Brief.
Below are records to transcribe exactly, without their pictures.

───── Records ─────

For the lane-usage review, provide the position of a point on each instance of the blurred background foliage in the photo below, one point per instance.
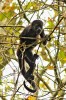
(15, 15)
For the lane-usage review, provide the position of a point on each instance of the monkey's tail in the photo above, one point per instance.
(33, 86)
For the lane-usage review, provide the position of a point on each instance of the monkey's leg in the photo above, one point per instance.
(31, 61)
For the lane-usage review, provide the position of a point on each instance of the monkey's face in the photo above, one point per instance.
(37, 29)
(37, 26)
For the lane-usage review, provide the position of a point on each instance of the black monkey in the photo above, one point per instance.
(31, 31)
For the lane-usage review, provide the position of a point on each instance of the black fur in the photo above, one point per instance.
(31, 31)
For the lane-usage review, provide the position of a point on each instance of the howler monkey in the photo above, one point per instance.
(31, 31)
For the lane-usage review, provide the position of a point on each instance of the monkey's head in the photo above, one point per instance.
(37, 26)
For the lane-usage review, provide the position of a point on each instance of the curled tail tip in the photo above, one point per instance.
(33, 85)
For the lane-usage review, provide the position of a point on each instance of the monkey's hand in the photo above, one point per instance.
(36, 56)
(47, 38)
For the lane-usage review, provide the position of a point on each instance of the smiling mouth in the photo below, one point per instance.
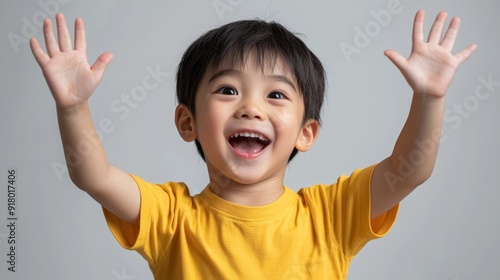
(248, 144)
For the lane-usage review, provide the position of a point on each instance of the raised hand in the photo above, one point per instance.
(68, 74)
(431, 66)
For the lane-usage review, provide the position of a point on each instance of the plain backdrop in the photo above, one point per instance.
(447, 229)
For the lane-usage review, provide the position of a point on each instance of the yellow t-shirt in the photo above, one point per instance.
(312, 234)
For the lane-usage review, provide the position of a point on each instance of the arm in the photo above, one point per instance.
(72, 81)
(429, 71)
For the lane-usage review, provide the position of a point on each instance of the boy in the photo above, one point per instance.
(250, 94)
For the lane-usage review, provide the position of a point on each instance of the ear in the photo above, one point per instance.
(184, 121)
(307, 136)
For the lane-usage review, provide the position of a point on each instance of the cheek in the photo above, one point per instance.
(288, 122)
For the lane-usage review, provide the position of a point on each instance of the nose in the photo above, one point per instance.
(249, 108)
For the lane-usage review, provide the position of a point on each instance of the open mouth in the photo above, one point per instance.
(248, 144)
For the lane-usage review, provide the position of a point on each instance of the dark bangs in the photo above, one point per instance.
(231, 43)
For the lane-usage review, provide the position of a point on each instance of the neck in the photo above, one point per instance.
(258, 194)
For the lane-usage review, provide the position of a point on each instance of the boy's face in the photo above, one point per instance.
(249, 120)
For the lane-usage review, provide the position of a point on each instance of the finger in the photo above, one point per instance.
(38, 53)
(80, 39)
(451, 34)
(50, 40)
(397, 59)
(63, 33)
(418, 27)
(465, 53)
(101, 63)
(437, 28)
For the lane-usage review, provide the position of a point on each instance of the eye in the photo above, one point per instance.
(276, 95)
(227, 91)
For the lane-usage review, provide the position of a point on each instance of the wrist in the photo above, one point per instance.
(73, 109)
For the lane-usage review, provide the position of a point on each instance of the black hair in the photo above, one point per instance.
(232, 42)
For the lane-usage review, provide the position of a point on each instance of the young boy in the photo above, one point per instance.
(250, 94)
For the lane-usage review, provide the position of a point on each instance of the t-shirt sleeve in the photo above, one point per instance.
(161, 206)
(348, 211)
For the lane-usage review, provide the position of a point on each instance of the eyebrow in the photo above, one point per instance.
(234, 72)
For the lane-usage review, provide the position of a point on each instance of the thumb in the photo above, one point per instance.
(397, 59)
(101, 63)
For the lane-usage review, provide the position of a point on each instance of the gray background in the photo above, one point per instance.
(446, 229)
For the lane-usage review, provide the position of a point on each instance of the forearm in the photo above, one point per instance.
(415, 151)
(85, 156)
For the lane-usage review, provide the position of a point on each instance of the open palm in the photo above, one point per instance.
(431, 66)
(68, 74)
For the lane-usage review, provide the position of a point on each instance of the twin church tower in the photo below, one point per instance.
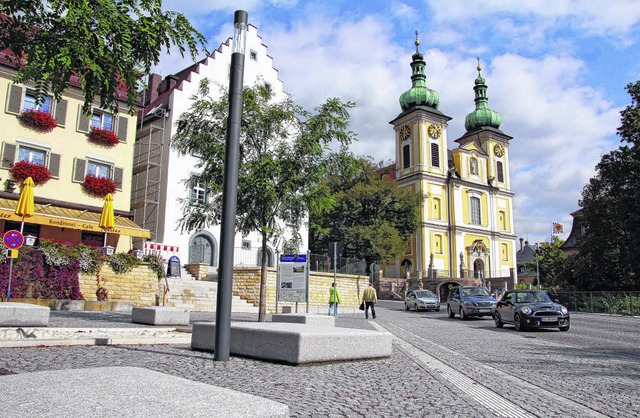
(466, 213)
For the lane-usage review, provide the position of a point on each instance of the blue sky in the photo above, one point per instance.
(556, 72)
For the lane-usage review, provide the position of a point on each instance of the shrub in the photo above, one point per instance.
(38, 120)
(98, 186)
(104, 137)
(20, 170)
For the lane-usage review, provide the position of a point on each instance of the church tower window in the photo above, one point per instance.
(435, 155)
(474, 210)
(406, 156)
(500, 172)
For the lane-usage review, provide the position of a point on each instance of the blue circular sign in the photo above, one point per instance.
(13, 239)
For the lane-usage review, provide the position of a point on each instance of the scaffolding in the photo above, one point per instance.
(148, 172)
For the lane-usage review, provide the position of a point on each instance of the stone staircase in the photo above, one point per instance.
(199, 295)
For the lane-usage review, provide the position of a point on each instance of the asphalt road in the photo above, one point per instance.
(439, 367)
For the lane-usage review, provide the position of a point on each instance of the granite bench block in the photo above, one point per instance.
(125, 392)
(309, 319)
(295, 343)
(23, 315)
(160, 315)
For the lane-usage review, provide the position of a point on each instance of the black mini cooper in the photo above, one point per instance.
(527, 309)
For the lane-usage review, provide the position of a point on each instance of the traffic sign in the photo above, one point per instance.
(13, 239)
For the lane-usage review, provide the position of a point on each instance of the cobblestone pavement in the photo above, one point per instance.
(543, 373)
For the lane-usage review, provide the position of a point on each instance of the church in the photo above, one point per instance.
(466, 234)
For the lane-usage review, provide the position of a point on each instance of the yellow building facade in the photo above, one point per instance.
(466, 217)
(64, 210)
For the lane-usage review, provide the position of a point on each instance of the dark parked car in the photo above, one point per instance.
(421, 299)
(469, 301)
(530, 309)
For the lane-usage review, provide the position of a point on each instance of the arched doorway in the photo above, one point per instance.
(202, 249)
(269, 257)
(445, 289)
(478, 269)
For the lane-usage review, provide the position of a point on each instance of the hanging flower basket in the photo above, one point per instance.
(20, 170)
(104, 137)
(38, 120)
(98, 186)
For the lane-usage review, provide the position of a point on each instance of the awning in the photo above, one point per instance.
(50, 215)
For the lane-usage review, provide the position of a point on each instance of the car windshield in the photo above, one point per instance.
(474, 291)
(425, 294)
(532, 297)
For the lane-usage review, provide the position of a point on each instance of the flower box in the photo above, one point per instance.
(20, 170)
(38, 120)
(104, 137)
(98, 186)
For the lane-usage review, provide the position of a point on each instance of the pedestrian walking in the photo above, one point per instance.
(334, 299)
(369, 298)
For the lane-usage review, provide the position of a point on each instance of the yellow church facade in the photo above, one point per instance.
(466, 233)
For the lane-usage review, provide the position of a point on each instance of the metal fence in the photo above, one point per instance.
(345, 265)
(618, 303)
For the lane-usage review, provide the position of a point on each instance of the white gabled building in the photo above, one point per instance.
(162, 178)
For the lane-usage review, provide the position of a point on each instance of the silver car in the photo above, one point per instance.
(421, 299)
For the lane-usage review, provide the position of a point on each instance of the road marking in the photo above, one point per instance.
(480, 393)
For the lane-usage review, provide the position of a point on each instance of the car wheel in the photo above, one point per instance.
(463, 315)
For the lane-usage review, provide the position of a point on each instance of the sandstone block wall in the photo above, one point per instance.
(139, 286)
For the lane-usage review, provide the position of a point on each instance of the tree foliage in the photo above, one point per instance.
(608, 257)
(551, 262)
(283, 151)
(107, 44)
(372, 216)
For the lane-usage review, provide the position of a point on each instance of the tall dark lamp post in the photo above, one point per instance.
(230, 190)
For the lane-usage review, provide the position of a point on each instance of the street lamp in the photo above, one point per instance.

─────

Output for this exercise.
For the lane-usage review, provide the position of a point on each instance of the blurred background foliage in the photo below, one point per instance.
(15, 15)
For the lane-usage review, provide the position of a point on each instance of the monkey's tail in the photo above, one point per instance.
(33, 86)
For the lane-usage review, provide the position of a point on each instance of the monkey's leg in the photo above, one point per instance.
(31, 61)
For the lane-usage review, provide the position of a point on each instance of the monkey's face in the photo above, one point per instance.
(37, 29)
(37, 26)
For the lane-usage review, provide the position of a point on each instance of the black monkey in the photo above, one point per instance.
(31, 31)
For the lane-usage review, provide the position of a point on each instance of the black fur in the photo above, one point per instance.
(31, 31)
For the lane-usage review, provide the position of a point on each instance of the howler monkey in the photo above, one point per instance.
(31, 31)
For the lane-usage review, provide the position of a point on each instance of the monkey's head in the photo above, one point per instance.
(37, 26)
For the lane-usage review, provide the position of a point on each instance of the curled tail tip in the photo above, one point per instance.
(33, 85)
For the lane-usage review, provide the position of a point on each instance of the monkey's hand in the photo above, one point per instance.
(36, 56)
(47, 38)
For the lane-usage review, provide the position of a point on each instance of the smiling mouth in the photo below, one point per instance.
(248, 144)
For the lane-usage review, provide the position of a point on each instance of the raised hand in the photo above, one point per instance.
(68, 74)
(431, 66)
For the lane-usage review, provide the position of a point on each instance of the plain backdrop in the photo above, one point per instance.
(447, 229)
For the lane-usage review, provide the position of a point on each instance of the yellow t-shirt in the photo above, one point per instance.
(312, 234)
For the lane-usage review, provide the position of a point on each instance of the arm in the photo above, one point per instance.
(72, 81)
(429, 71)
For the lane-usage review, provide the position of a point on each instance of the boy in the photo above, one point per instance.
(250, 94)
For the lane-usage review, provide the position of a point on each instance of the ear in the photo above, one point per instance.
(184, 121)
(307, 136)
For the lane-usage review, provide the position of a point on each instance of the cheek in the photo above, one point per instance.
(288, 122)
For the lane-usage review, provide the position of a point on each instance of the nose in the photo above, one point per instance.
(249, 108)
For the lane-usage review, provide the position of a point on each instance of the open mouth in the photo above, one point per instance.
(248, 144)
For the lane-usage review, provide the position of a point on each instance of the dark bangs in the photo above, one point per instance.
(231, 43)
For the lane-usage review, provide the position of a point on each instance of the neck in the photo above, one point per instance.
(258, 194)
For the lane-usage review, provide the position of a point on each instance of the boy's face in the photo above, one point per instance.
(249, 120)
For the lane-usage review, provide the position of a point on each instance of the finger in the photo above, one point per instance.
(38, 53)
(80, 39)
(451, 34)
(50, 40)
(397, 59)
(63, 33)
(418, 27)
(465, 53)
(101, 63)
(437, 28)
For the lane-usage review, provide the position of a point on each instance of the eye in the photo above, one point per instance.
(276, 95)
(227, 91)
For the lane-usage review, provide the position of a point on each instance of the wrist in the photo above, one point per instance.
(73, 109)
For the lane-usage review, provide the position of a point on each instance of the black hair in the photo above, one point per instance.
(232, 42)
For the lane-usage review, provide the position of a point on each instance of the young boy in the photo above, one point per instance.
(250, 94)
For the lane-usage review, provide the position of a point on each instance of the t-shirt sleeve in the photo above, one point per instance.
(161, 206)
(348, 211)
For the lane-usage review, provide the position of a point on each instance of the eyebrow in the photo above, one point per instance.
(234, 72)
For the lane-usage review, provide the position of a point on each instance of the thumb in the photo above, one point per instance.
(397, 59)
(101, 63)
For the lane-usage review, provide the position of a point on each instance of the gray background in the photo above, one point per instance.
(446, 229)
For the lane-usage review, provide the position of a point on each instance of the forearm in the photo above, one point per instance.
(415, 151)
(85, 156)
For the lane-usage review, provide the position of a point on each instance of the open palm in the photo above, one point per instance.
(431, 66)
(68, 74)
For the lane-usage review, provide the position of a point on each instance of the twin church tower in the photo below, one point per instance.
(466, 213)
For the lane-usage review, provide the position of a point on each instance of the blue sky in the photo above, one point per instance.
(556, 72)
For the lane-usage review, provide the position of a point on each instance of the shrub in the photo above, one point per instance.
(38, 120)
(98, 186)
(104, 137)
(20, 170)
For the lane-usage review, provide the position of a point on each instance of the church tower window in the photo above, one point per instance.
(435, 155)
(474, 210)
(406, 156)
(500, 172)
For the lane-usage review, provide the position of a point on each instance of the blue circular sign in the photo above, one point per instance.
(13, 239)
For the lane-usage review, provide the position of a point on each instance of the scaffolding in the photo above, one point per instance.
(148, 172)
For the lane-usage review, provide the position of a point on each instance of the stone staircase in the photo above, one point per instance.
(199, 295)
For the lane-usage review, provide the position of a point on each instance of the asphalt road in the photo above, one point per instance.
(439, 367)
For the lane-usage review, provide the position of a point on each instance of the granite bench block in the photo above, one point per instance.
(125, 392)
(309, 319)
(295, 343)
(23, 315)
(160, 315)
For the lane-usage review, provide the position of a point on each instance of the black mini cooper in the photo above, one point per instance.
(527, 309)
For the lane-usage review, provide the position of a point on each instance of the traffic sign in the photo above, one point per instance.
(13, 239)
For the lane-usage review, provide the position of a point on each instance of the cobblestone pavement in the photo above, one point per instance.
(543, 373)
For the lane-usage review, provide the position of a point on each instance of the church in the photo above, one point per instance.
(466, 234)
For the lane-usage review, provide the position of a point on each instance of the yellow building facade in the photo above, one point per instance.
(466, 217)
(64, 210)
For the lane-usage review, provide the position of a point on each instance of the dark parked car in the photo above, one point per instance.
(421, 299)
(469, 301)
(530, 309)
For the lane-usage review, provide the position of a point on each instance of the arched doorway in the photo above, one point per instance.
(202, 249)
(269, 257)
(445, 289)
(478, 269)
For the lane-usage review, provide the position of a point on each instance of the hanging flower basket in the photo above, one point per instance.
(20, 170)
(104, 137)
(38, 120)
(98, 186)
For the lane-usage review, provide the position of a point on each instance of the awning in the photo above, one point per instance.
(50, 215)
For the lane-usage review, provide the position of a point on each instance of the car windshield in the photo above, one point per instance.
(474, 291)
(425, 294)
(532, 297)
For the lane-usage review, provide the position of a point on each instance of the flower box in the photo above, one point per instance.
(20, 170)
(38, 120)
(104, 137)
(98, 186)
For the lane-usage review, provide the position of a point on each instance of the pedestrian walking in the photo above, one point per instance.
(334, 299)
(369, 298)
For the lane-usage review, provide the position of a point on each instance of the yellow church facade in the photo above, one point per instance.
(466, 233)
For the lane-usage review, provide the position of a point on each instance of the metal fence in the photo above, one point per instance.
(345, 265)
(618, 303)
For the lane-usage review, provide the position of a point on each instance of the white gabled building in the photo above, one point per instance.
(162, 178)
For the lane-usage review, provide the position of a point on each instance of the silver car in the photo above, one point per instance.
(421, 299)
For the lane-usage review, provide the position of a point on each instance of the road marking in the photo above, one point per instance.
(480, 393)
For the lane-usage review, provide the position of a point on each instance of the car wheel in the photo above, one point per instance.
(463, 315)
For the lane-usage review, provide the position of a point on each instance of the sandstone block wall in the photo above, one point per instance.
(139, 286)
For the lane-usage review, provide the position of a point on each instance of the tree foliage in the photo above, one point per instance.
(608, 257)
(551, 262)
(283, 151)
(107, 44)
(372, 216)
For the lane-usage review, provide the position of a point on each instance of the tall dark lamp post in the photo above, one point per instance.
(230, 190)
For the lane-usage review, provide the position of a point on each instance of the street lamp in the photo above, one point per instance.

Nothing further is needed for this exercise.